INSTRUCTIONS TO FOLLOW: Please retype the records below exactly, leaving out any pictures.
-=-=-=-=-
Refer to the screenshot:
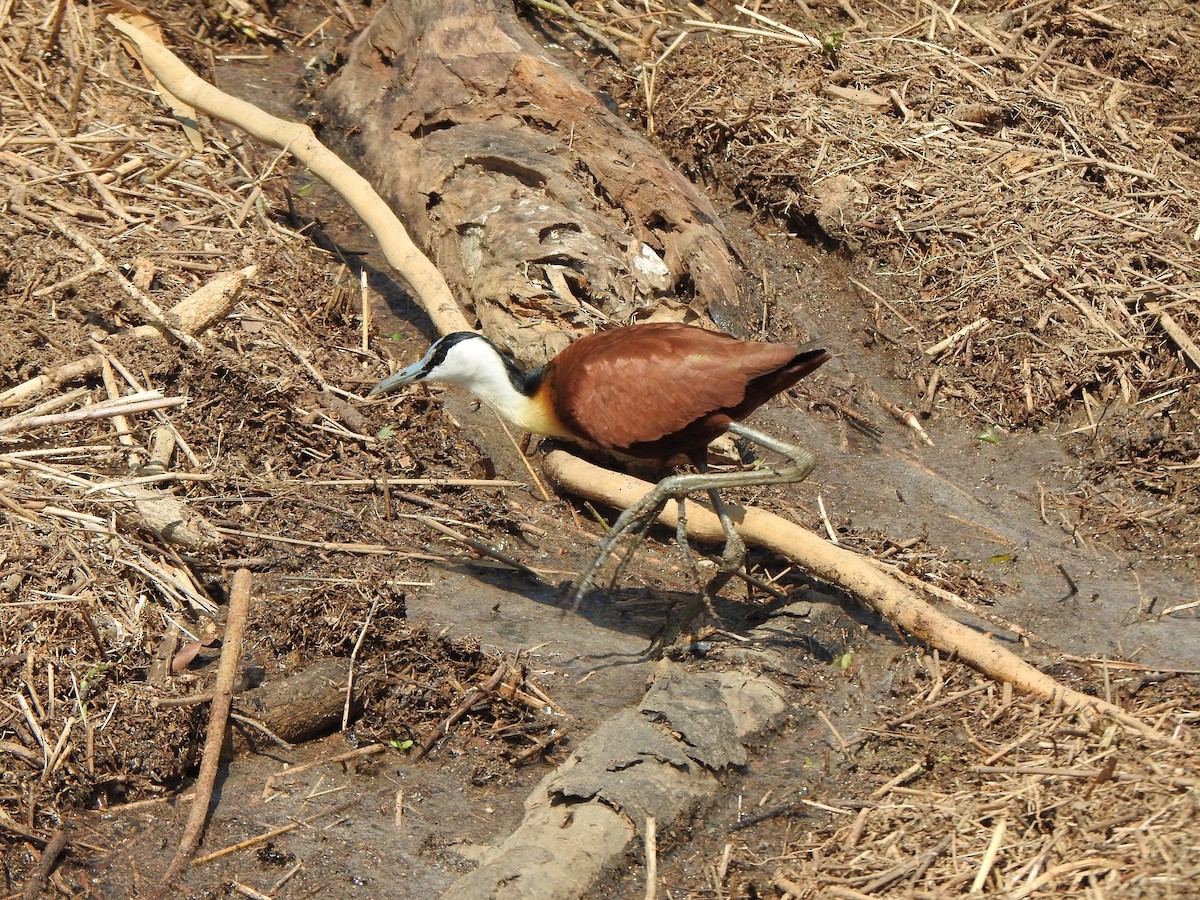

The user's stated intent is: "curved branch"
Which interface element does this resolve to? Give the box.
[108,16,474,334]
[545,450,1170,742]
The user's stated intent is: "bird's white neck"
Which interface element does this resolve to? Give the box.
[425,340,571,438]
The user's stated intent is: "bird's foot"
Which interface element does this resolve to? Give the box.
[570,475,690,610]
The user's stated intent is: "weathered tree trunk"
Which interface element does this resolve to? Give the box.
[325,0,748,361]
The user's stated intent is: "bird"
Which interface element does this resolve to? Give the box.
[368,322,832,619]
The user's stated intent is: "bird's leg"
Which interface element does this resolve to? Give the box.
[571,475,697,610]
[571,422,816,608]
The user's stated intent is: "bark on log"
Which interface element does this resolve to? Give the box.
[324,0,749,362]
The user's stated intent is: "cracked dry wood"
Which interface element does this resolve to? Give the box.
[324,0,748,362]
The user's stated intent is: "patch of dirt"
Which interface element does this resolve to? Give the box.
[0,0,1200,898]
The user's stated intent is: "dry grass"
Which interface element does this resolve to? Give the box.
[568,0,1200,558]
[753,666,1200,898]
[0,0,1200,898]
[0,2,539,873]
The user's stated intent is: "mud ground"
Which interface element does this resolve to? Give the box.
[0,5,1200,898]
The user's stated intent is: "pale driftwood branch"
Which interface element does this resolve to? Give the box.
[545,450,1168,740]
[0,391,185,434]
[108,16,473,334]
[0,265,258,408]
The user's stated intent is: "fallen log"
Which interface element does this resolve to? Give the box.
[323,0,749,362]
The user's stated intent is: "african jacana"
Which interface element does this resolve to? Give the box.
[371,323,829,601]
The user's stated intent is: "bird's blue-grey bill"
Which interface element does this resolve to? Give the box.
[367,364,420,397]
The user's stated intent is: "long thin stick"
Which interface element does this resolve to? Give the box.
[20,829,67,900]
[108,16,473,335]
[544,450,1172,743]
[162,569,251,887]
-=-=-=-=-
FINAL ANSWER:
Refer to the screenshot:

The user's stated intent is: "curved branch"
Which interface element does this resolve to? Give the box.
[108,16,474,334]
[545,450,1170,742]
The user's stated intent is: "bird's white neck"
Which interface element does this resolve to? Give the box.
[425,340,571,438]
The user's stated intent is: "bird's foot"
Which interface element does this resolve to? Give the box.
[570,475,690,610]
The user's stated intent is: "weathered tree trunk"
Which interface element does this resolve to? Give the box.
[325,0,748,361]
The user's stated intent is: "bird"
Which interface element does this resolve to? Give the box.
[368,322,832,619]
The user's stated intent is: "bird's leg"
Which interface element does this resolve to? Give the box.
[571,475,697,610]
[571,422,816,608]
The user's stated intent is: "bark on log"
Which interface element does this resolve to? Give the box.
[324,0,749,362]
The user's stated intent is: "cracked dry wood"
Which interface element does this resolve to? Give the box.
[324,0,748,362]
The user's stated intent is: "patch of dirt"
Which interface element does this resolve to? Give the box.
[0,0,1200,898]
The user's stated intent is: "dry grass"
Which interface element does this resolve to? Give the box.
[568,0,1200,558]
[753,666,1200,898]
[0,0,1200,898]
[0,2,539,873]
The user's stated intent is: "mud ground"
Which interface element does this resolve to? Give the box.
[0,5,1200,898]
The user's stated intent is: "pale driftwood branch"
Which interface element does this resolve to? Give the box.
[545,450,1168,740]
[0,391,185,434]
[108,16,473,334]
[0,265,258,408]
The user's stated intent is: "fallen log"
Which interface element does this resolve to? Give the box.
[323,0,749,362]
The user's stated intent is: "african jacana"
Which interface element does this resolve to? Give the box.
[371,323,829,601]
The user's stated intent is: "bird's blue-grey bill"
Which interface element does this resolve to? Give the box.
[367,364,420,397]
The user's stated intent is: "long thin stick"
Which interface element does this resolve to? Give the box.
[20,829,67,900]
[108,16,473,335]
[544,450,1172,743]
[162,569,251,887]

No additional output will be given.